━━━ Reading passage

In the domain of interpretation of wellbore data (subsurface geological borehole data), a crucial information that experts need to capture accurately is the boundary between geological formations (also called dips). Using ultrasonic or electromagnetic tools, we can capture various information and data about the subsurface from which we can extract dips.

Challenge goals

In the input 2D wellbore data, the formation boundaries are represented by sinusoids capturing the azimuth* and amplitude* of the dip. Detecting and segmenting the sinusoid manually is a tedious, time-consuming task that can take experts up to several hours for one well. Therefore, we are aiming at leveraging the power of machine learning and deep learning to automatically detect those dips (sinusoids) and segment them not only to save time but also to increase the segmentation performances. In this project, we are suggesting the development of a deep learning approach to segment the dips given an input electromagnetic image map. The size of the model is important, so it will be an aspect to consider in this data challenge. * amplitude: is the magnitude of the sinusoid * azimuth: is the horizontal position of a given point counted from the left side of the image block. It is generally expressed as an angle (knowing that the entire width of the image represents 360° over the wellbore)

━━━━━━
━━━ Information provided

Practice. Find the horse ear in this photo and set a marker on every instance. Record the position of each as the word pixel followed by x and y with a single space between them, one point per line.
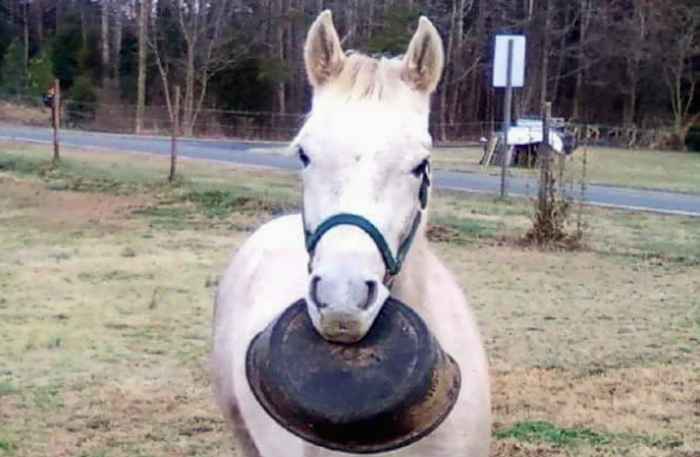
pixel 323 54
pixel 425 58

━━━━━━

• _Problems_:
1. In the text on detecting dips in wellbore data, how long can it take experts to detect and segment the sinusoids manually for one well?
2. Extend the text on detecting dips in wellbore data, starting after its last sentence.

• _Answers to the problems_:
1. Up to several hours.

2.
Data description

The database consists of electromagnetic data and respective labels. In inputs, 2 numpy arrays are available for both training and test, each array representing data for a well. Outputs are in csv format and represent the segmentation mask labels of dips in input data: for each corresponding input pixel, output label is either 1 or 0 if the pixel respectively belongs or does not belong to a dip. Outputs csv files are thus structured similarly as inputs: each row identified by its unique 'ID' contains 56 columns beyond the 'ID' column which represent the input image corresponding row and columns (56 azimuthal resolutions for each row). Because there are two input wells both for training and testing, they are stacked one after the other in the output training and test csv files. For example, for training output, the label_data_C4andC3_train.csv file contains 396321 rows with IDs ranging from 0 to 396320, corresponding first to the 195821 lines of well C3 and then to the 200500 lines of well C4. For test outputs, submitted prediction file shall contain in its first line the same header as in the training output file (i.e columns 'ID', and then '0' to '55'), and then 57072 segmentation prediction lines with a first column containing IDs ranging from 0 to 57071, stacking the segmentation masks of first the 5851 lines of test well C2 and then the 51221 lines of test well C4. An example submission file containing random predictions is provided for illustration and formatting purposes. No transformation or normalization was performed on the data. (Histogram equalization is strongly recommended). Note that the electromagnetic data consists of physical measurements of the rock properties which can then be viewed and normalized as images. We suggest you transform the wells into image patches (you can choose the patch shape), which is a more adequate format for training the model.

Benchmark description

The problem have been resolved in the first instance with CNN models.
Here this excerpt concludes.